Others say inflation is not proven at this time. https://astronomy.com/magazine/2018/07/inflation-leaves-its-mark, “With inflation, the number of observational quantities we have is limited,” says Marc Kamionkowski, a professor and theoretical physicist at Johns Hopkins University. “Therefore, it limits the level of detail at which the model or theory can be specified...In the past four decades, inflation has become a central pillar around which cosmology is organized. But while it tidies up outstanding problems with the Big Bang theory, it remains unverified. And the lack of evidence leaves some scientists with reservations. “It’s had incredible success at describing what we see . . . and people talk about it as the only option, but many theorists think that we should be considering other options for what happened in the early universe,” Dunkley says. “I think it’s unlikely that it happened exactly the way we’ve been thinking about it. I don’t think we’ve got the whole story yet.” For now, inflation remains cosmologists’ best theory to explain the current structure and infancy of our universe. Perhaps it will be another half-century before scientists have a clearer understanding of what happened in the universe’s first breaths."
Here is the key concerning inflation in cosmology "...it remains unverified". The solar parallax is verified and verifiable today, just like the measurement was in the 1700s using Venus or Mercury transits across the Sun or even later observations.

= = = =

● Set tasks
A) In the forum post on cosmic inflation, answer these:
(i) At which university is Marc Kamionkowski a professor?
(ii) For how long does the quoted article say inflation has been a central pillar of cosmology?
(iii) Which transits across the Sun does the post say were used in the 1700s to measure the solar parallax?
B) Can you resume the forum post on cosmic inflation right after its last sentence?

= = = =

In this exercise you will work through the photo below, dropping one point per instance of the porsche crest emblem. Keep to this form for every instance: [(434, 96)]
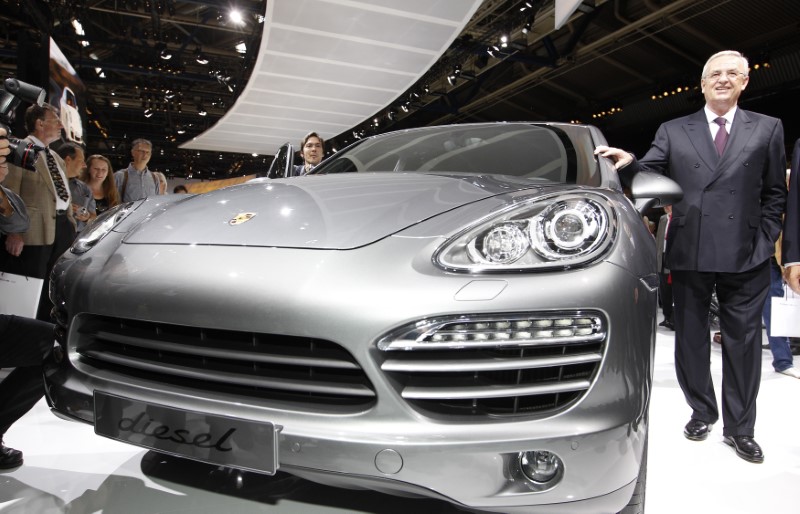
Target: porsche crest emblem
[(242, 217)]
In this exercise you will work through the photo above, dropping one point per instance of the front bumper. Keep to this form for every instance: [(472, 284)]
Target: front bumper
[(388, 445)]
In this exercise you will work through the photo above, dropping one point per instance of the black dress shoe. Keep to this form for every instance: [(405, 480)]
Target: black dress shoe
[(9, 457), (696, 430), (746, 447)]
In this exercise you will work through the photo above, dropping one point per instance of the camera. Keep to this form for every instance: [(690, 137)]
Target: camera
[(23, 154)]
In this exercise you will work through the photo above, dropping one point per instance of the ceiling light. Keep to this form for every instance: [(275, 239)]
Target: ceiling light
[(200, 57), (236, 17), (78, 27)]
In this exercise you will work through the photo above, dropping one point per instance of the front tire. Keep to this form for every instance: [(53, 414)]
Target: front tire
[(636, 503)]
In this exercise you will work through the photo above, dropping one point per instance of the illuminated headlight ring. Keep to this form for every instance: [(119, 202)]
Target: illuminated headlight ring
[(568, 228), (102, 225), (565, 229)]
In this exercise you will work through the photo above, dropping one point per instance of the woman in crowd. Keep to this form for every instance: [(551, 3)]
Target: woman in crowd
[(98, 176)]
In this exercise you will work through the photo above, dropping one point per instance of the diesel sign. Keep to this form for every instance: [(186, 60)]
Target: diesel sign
[(239, 443)]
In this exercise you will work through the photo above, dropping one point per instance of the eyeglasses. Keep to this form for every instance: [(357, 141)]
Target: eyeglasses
[(730, 74)]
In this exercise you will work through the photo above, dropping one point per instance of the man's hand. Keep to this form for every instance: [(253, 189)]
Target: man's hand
[(14, 244), (79, 213), (791, 275), (620, 157)]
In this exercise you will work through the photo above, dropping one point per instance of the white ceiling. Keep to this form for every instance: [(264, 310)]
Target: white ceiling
[(328, 65)]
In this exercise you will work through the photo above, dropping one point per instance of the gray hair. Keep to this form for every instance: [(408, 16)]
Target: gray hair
[(724, 53)]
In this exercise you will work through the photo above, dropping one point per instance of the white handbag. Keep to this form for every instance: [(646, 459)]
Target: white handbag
[(19, 295), (785, 316)]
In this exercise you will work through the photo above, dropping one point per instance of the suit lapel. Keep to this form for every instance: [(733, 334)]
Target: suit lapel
[(742, 130), (700, 135), (41, 168)]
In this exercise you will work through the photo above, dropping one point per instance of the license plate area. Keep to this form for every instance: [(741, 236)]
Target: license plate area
[(221, 440)]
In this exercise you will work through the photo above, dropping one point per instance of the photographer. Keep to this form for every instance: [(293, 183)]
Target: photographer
[(34, 252), (24, 343)]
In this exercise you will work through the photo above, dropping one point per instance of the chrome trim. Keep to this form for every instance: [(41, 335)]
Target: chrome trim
[(423, 393), (455, 365)]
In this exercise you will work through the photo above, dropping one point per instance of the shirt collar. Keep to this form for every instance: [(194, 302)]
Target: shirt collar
[(710, 116)]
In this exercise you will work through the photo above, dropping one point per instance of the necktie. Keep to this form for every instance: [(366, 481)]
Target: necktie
[(722, 135), (61, 189)]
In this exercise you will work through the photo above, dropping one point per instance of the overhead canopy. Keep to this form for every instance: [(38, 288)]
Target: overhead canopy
[(327, 65)]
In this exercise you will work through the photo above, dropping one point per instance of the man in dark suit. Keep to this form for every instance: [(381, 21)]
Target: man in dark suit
[(312, 149), (790, 250), (45, 192), (731, 165)]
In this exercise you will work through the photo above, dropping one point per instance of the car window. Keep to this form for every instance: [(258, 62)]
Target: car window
[(540, 152)]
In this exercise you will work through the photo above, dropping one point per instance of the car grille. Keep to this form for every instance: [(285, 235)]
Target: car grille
[(280, 368), (496, 365)]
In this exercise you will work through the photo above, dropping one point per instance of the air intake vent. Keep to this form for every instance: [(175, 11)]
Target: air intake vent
[(267, 366), (496, 365)]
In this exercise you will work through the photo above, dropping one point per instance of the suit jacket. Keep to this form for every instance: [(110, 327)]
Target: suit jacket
[(18, 220), (730, 214), (39, 194), (790, 249)]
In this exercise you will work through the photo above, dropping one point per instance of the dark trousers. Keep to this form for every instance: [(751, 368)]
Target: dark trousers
[(665, 293), (24, 344), (741, 298), (38, 260)]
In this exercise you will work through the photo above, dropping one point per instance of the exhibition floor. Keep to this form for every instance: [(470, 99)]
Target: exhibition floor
[(69, 469)]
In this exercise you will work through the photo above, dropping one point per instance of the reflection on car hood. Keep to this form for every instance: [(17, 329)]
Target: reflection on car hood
[(325, 211)]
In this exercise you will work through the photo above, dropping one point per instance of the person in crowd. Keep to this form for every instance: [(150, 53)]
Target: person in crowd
[(790, 253), (731, 165), (312, 149), (137, 181), (24, 342), (664, 283), (782, 359), (34, 252), (97, 175), (162, 182), (83, 204)]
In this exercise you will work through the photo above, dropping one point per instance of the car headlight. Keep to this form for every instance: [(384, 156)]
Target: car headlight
[(100, 226), (564, 230)]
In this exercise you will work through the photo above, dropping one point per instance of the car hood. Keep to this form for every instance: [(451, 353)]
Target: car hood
[(324, 211)]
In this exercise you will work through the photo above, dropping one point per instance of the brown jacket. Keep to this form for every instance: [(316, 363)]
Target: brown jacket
[(39, 194)]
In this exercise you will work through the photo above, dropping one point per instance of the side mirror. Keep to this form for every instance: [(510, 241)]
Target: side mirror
[(283, 164), (650, 190)]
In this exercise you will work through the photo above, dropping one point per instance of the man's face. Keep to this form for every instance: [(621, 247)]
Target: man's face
[(141, 155), (724, 81), (49, 128), (75, 164), (312, 151)]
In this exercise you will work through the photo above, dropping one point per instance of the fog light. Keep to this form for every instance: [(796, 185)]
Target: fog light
[(540, 466)]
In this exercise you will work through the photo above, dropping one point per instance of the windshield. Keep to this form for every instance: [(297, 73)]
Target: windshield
[(540, 152)]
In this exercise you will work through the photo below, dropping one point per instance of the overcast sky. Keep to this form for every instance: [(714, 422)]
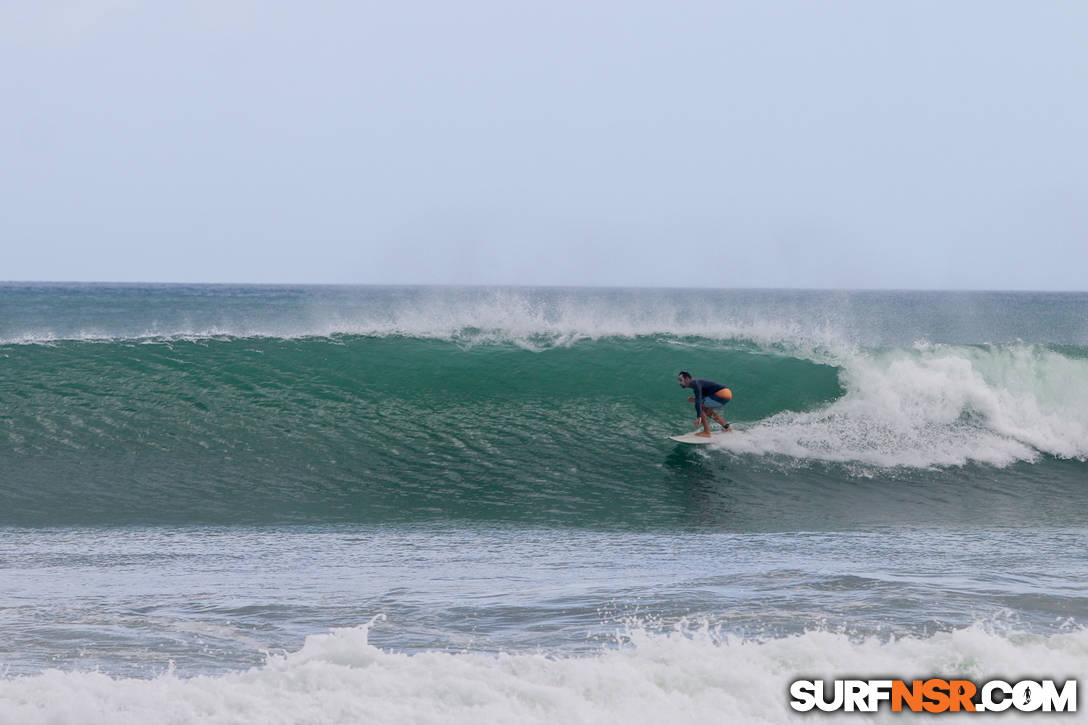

= = = =

● Answer set
A)
(i) Johns Hopkins University.
(ii) The past four decades.
(iii) Transits of Venus or Mercury.

B)
I'm not sure what expansion rate you are discussing now, since you mention inflation. This is by the way a basic reason, I think, why astrophysicists separate between the inflation era with high expansion rate and the big bang era with low expansion rate, we are talking different expansion rates as well as measurements.
I was earlier discussing only the low expansion rate ("Hubble rate") earlier, and the ESA image show that it wasn't very well observed and understood until the the late 90's - early 00's https://en.wikipedia.org/wiki/Hubble's_law ]; I hear by the way it was Freedman, from the Quanta article, which did the first solid observation so she is a solid rock in a stormy sea then and now. The point with the ESA figure and Quanta article is that this rate is measured in many independent ways so can be trusted.
The 3D expansion - which means the universe is homogeneous (alike at every distance) and isotropic (same laws at every spatial direction) - is a basic observation and theory result from LCDM cosmology. It is also verified differently such as by galaxy redshift and spectroscopy surveys, but the best evidence is the whole sky data from the cosmic background. After removing the solar system velocity in respect to the background photon reference frame, it shows the universe and its laws are homogeneous and isotropic to 1 part in 10^-5.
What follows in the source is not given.